RECORDS FOR PROCESSING:

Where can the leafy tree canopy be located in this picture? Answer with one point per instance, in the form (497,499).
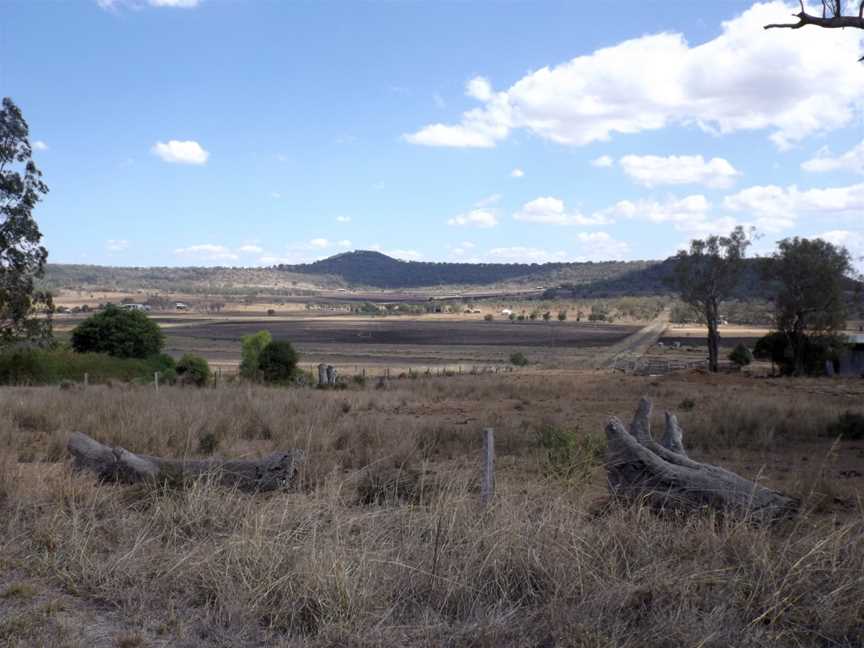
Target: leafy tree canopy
(118,332)
(24,312)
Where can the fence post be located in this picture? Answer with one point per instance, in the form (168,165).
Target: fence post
(487,488)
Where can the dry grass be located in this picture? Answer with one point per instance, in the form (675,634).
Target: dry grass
(384,543)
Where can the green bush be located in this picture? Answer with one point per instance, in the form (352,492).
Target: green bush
(818,349)
(119,333)
(277,362)
(570,454)
(252,346)
(518,359)
(193,370)
(741,355)
(42,367)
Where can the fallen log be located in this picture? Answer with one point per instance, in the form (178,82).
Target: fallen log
(662,475)
(273,472)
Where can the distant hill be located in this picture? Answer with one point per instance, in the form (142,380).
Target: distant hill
(373,269)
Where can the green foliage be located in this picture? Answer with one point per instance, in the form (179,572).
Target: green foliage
(24,311)
(810,278)
(814,352)
(570,454)
(277,363)
(849,425)
(741,355)
(251,347)
(518,359)
(120,333)
(707,275)
(687,405)
(34,366)
(193,370)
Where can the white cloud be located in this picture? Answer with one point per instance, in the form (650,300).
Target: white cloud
(778,208)
(852,160)
(691,214)
(488,201)
(180,152)
(519,254)
(600,246)
(654,171)
(475,218)
(852,241)
(207,252)
(116,245)
(480,128)
(548,210)
(745,79)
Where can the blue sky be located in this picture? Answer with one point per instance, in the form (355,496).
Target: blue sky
(247,132)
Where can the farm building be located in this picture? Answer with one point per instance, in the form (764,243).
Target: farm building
(852,362)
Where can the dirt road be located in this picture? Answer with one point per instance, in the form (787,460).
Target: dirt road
(635,344)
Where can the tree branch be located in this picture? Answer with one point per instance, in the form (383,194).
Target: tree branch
(833,22)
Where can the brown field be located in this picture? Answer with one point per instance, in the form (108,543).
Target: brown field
(353,343)
(384,543)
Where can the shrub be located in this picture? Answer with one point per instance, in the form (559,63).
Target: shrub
(849,425)
(776,346)
(569,454)
(193,370)
(518,359)
(119,333)
(277,362)
(252,345)
(741,355)
(42,366)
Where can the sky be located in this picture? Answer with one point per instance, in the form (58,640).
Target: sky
(256,132)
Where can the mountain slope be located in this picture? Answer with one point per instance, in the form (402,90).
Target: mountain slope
(368,268)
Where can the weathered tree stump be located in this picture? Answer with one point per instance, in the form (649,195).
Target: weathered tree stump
(273,472)
(664,477)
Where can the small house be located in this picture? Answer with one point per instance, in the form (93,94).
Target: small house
(851,363)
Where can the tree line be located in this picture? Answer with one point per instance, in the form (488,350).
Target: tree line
(808,281)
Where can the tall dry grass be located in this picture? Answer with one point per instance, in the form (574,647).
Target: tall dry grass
(543,566)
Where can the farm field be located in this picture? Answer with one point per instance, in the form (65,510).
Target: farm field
(383,541)
(353,343)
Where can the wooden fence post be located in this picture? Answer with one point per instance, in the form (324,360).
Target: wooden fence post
(487,488)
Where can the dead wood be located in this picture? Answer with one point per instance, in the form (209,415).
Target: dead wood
(275,471)
(664,477)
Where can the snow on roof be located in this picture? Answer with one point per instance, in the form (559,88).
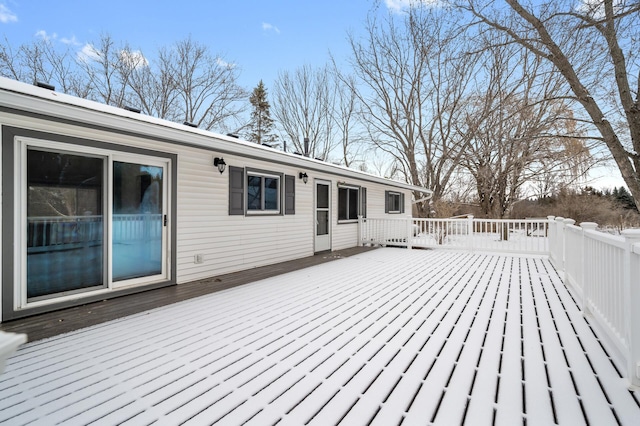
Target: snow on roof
(30,98)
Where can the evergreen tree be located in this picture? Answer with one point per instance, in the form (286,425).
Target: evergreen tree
(261,124)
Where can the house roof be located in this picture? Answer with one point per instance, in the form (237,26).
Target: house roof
(44,101)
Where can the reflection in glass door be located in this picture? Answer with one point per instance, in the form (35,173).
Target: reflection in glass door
(65,223)
(137,221)
(323,216)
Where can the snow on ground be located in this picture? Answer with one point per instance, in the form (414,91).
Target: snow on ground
(389,336)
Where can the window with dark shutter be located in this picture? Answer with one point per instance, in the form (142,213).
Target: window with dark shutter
(289,194)
(363,202)
(349,203)
(393,202)
(236,190)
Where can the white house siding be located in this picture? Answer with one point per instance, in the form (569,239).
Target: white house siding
(232,243)
(204,229)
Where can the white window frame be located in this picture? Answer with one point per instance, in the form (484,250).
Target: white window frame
(262,210)
(22,144)
(394,194)
(358,205)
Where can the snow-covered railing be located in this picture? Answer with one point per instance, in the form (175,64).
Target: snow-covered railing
(604,272)
(502,235)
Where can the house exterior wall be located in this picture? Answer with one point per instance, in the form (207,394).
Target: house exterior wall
(208,241)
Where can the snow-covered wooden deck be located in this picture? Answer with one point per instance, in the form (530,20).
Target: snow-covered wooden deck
(385,337)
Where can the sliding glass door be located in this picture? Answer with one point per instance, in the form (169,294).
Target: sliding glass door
(138,220)
(91,220)
(65,223)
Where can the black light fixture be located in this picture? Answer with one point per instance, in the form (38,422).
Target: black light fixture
(220,164)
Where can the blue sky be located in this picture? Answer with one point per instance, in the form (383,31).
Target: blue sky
(261,37)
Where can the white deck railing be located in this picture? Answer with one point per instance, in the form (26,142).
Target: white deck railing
(604,272)
(514,236)
(602,269)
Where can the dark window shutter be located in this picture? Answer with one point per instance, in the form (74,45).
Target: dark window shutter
(289,194)
(363,202)
(236,190)
(386,201)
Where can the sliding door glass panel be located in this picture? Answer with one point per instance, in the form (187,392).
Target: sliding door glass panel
(137,220)
(65,223)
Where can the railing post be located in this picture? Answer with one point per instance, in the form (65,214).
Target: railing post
(586,226)
(566,246)
(560,242)
(632,311)
(470,231)
(551,236)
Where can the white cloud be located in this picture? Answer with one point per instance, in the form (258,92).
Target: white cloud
(72,41)
(133,59)
(6,15)
(397,6)
(268,27)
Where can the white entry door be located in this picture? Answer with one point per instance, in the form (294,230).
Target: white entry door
(323,216)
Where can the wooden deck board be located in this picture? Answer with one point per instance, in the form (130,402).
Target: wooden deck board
(384,337)
(65,320)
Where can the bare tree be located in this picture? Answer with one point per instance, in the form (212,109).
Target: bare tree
(346,119)
(304,108)
(414,73)
(206,85)
(153,90)
(514,124)
(108,70)
(41,61)
(594,45)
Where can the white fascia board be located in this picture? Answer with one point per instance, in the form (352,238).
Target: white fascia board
(37,100)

WHAT NEEDS TO BE DONE: Reproduce all of the material above verbatim, omitting the pictures.

THE SOLUTION:
Where can the leafy tree canopy be located in this picture? Answer with one point per instance, in the form (497,499).
Target: leafy tree canopy
(118,332)
(24,312)
Where can the fence post be located in this picture? Answer with one point per instance, in the form (168,165).
Target: fence post
(487,488)
Where can the dry grass be located in this picture? Answer with one point per instance, in the form (675,634).
Target: dry grass
(384,543)
Where can the green bush be located in this picture? Answer with one point per instance, in the form (352,492).
Target: green bush
(818,349)
(119,333)
(277,362)
(570,454)
(252,346)
(518,359)
(193,370)
(741,355)
(42,367)
Where can the fallen log be located in this picture? Answer with one point per instance, in the form (178,82).
Target: fallen log
(662,475)
(273,472)
Where can the distant hill be located in this picture? Answer with one point per instance, in the form (142,380).
Target: distant hill
(373,269)
Where can the green foliage be located in this picture? Answer with one point per instance, in the form (179,572).
Target: green foliage
(24,311)
(810,278)
(814,352)
(570,454)
(277,363)
(849,425)
(741,355)
(251,347)
(518,359)
(120,333)
(707,275)
(687,405)
(34,366)
(193,370)
Where can the white cloud be located in this picture? Answer with one point per instance, in the form (650,300).
Target: white cloud
(778,208)
(852,160)
(691,214)
(488,201)
(180,152)
(519,254)
(600,246)
(654,171)
(475,218)
(852,241)
(207,252)
(116,245)
(480,128)
(548,210)
(745,79)
Where can the blue sky be located in this picture? Answer with one point per instance, in the form (355,496).
Target: blue sky
(247,132)
Where can the farm building be located in this picture? Answer with one point per instance, in the form (764,243).
Target: farm building
(852,362)
Where can the dirt road be located in this picture? Answer with one point per instance, in the form (787,460).
Target: dirt road
(635,344)
Where can the tree branch be located in this picture? Answer with one point per instance, in the form (383,194).
Target: tree branch
(833,22)
Where can the brown field be located in this picture? Answer with one point per instance, in the form (108,543).
Target: brown field
(353,343)
(384,543)
Where can the shrub be located in this picture? Answer with one point per instance, in the form (559,63).
Target: shrub
(849,425)
(776,346)
(569,454)
(193,370)
(518,359)
(119,333)
(277,362)
(252,345)
(741,355)
(42,366)
Where can the sky be located in this picture? Answer with one point per instance, in the form (58,640).
Target: sky
(256,132)
Where can the mountain slope be located in this picture? Answer with one point per instance, in the form (402,90).
Target: mountain slope
(368,268)
Where can the weathered tree stump be located in this picture? Answer with one point per instance, in the form (649,195).
Target: weathered tree stump
(273,472)
(664,477)
Where can the small house be located in this picture? Answer with one point per instance, in the form (93,94).
Target: small house
(851,363)
Where can the tree line be located in this picture? Answer with one point per instance, in the form (488,350).
Target: tree line
(808,281)
Where can the tall dry grass be located in this picture? Answer with one point per instance, in the form (574,647).
Target: tall dry grass
(543,566)
Where can the farm field be located in this picture? Answer with one point per instance, in the form (65,510).
Target: farm field
(383,541)
(353,343)
Where can the wooden fence post be located in this picture? Answer with one point per instance, in the form (324,360).
Target: wooden fence post
(487,488)
Where can the dead wood be located in this picture? Answer with one point per instance, in the form (209,415).
Target: dead wood
(275,471)
(664,477)
Where can the snow on roof be located in this picture? Answer with one point per instance, in the form (559,88).
Target: snow on roof
(30,98)
Where can the evergreen tree be located in this picture? Answer with one point per instance, in the form (286,425).
Target: evergreen tree
(261,124)
Where can the house roof be located in this picture? Answer with one point per instance, in the form (237,26).
Target: house roof
(44,101)
Where can the reflection in glass door be located in this picture? Answer with one point per instance, in the form (35,173).
Target: reflection in glass door
(65,223)
(137,221)
(323,216)
Where can the snow on ground be located in this picture? Answer with one point per instance, in the form (414,91).
Target: snow on ground
(389,336)
Where can the window with dark shutter be located in this picture? Answer with one point per instance, in the form (142,213).
Target: window with dark shutter
(289,194)
(363,202)
(349,203)
(393,202)
(236,190)
Where can the white house siding be located in this picture? Answer with one point per instance, in the form (569,239).
Target: white house siding
(232,243)
(204,229)
Where can the white window frame be located in this picture? Answer with one point per instance, in the form (484,250).
Target: white window frame
(262,210)
(22,144)
(394,194)
(358,205)
Where can the snow-covered railing be located in this picture? Answer with one point per instance, in the form (175,64).
Target: snow-covered railing
(604,272)
(502,235)
Where can the house exterior wall be located in this picture? Answer with one point per instance, in the form (207,394).
Target: house exterior wall
(208,241)
Where can the snow-covered wooden deck be located in this picture? Answer with one point per instance, in the form (530,20).
Target: snow-covered wooden deck
(385,337)
Where can the sliding glass door be located in this picture? Answer with one point per instance, in the form (169,294).
Target: sliding glass door
(138,220)
(91,220)
(65,223)
Where can the black light fixture be located in this picture? Answer with one point per instance, in the form (38,422).
Target: black light fixture
(220,164)
Where can the blue sky be located in this picture? Answer with one point per instance, in the form (383,31).
Target: blue sky
(261,37)
Where can the white deck railing be located in this picture? Answer with one point per instance, in the form (26,142).
Target: white deck railing
(604,272)
(514,236)
(602,269)
Where can the dark window shutter be located in this picture? Answer with one point per instance, in the form (74,45).
Target: dark window shutter
(289,194)
(363,202)
(236,190)
(386,201)
Where can the sliding door glass panel be located in this picture? Answer with one point per instance, in the form (187,392).
Target: sliding door glass panel
(137,220)
(65,223)
Where can the railing post be located in this picture? Answer with one point per instance, in the form (65,214).
Target: railing post
(586,226)
(566,246)
(560,242)
(632,311)
(470,231)
(551,236)
Where can the white cloud be located in this picture? Answer with one point per instance, in the form (258,92).
Target: white cloud
(72,41)
(133,59)
(6,15)
(397,6)
(268,27)
Where can the white entry door be located in this picture? Answer with one point per instance, in the form (294,230).
Target: white entry door
(323,216)
Where can the wooden deck board be located in this picture? Answer with one point per instance, in the form (130,402).
Target: wooden deck board
(384,337)
(65,320)
Where can the bare tree be located in this picture? Answer with one point per instance, in the form (212,109).
Target: bare tree
(346,119)
(304,108)
(414,73)
(206,85)
(153,90)
(514,124)
(108,70)
(41,61)
(594,45)
Where can the white fascia board be located in this picture? Answer with one point per instance, in the form (352,238).
Target: white fascia board
(37,100)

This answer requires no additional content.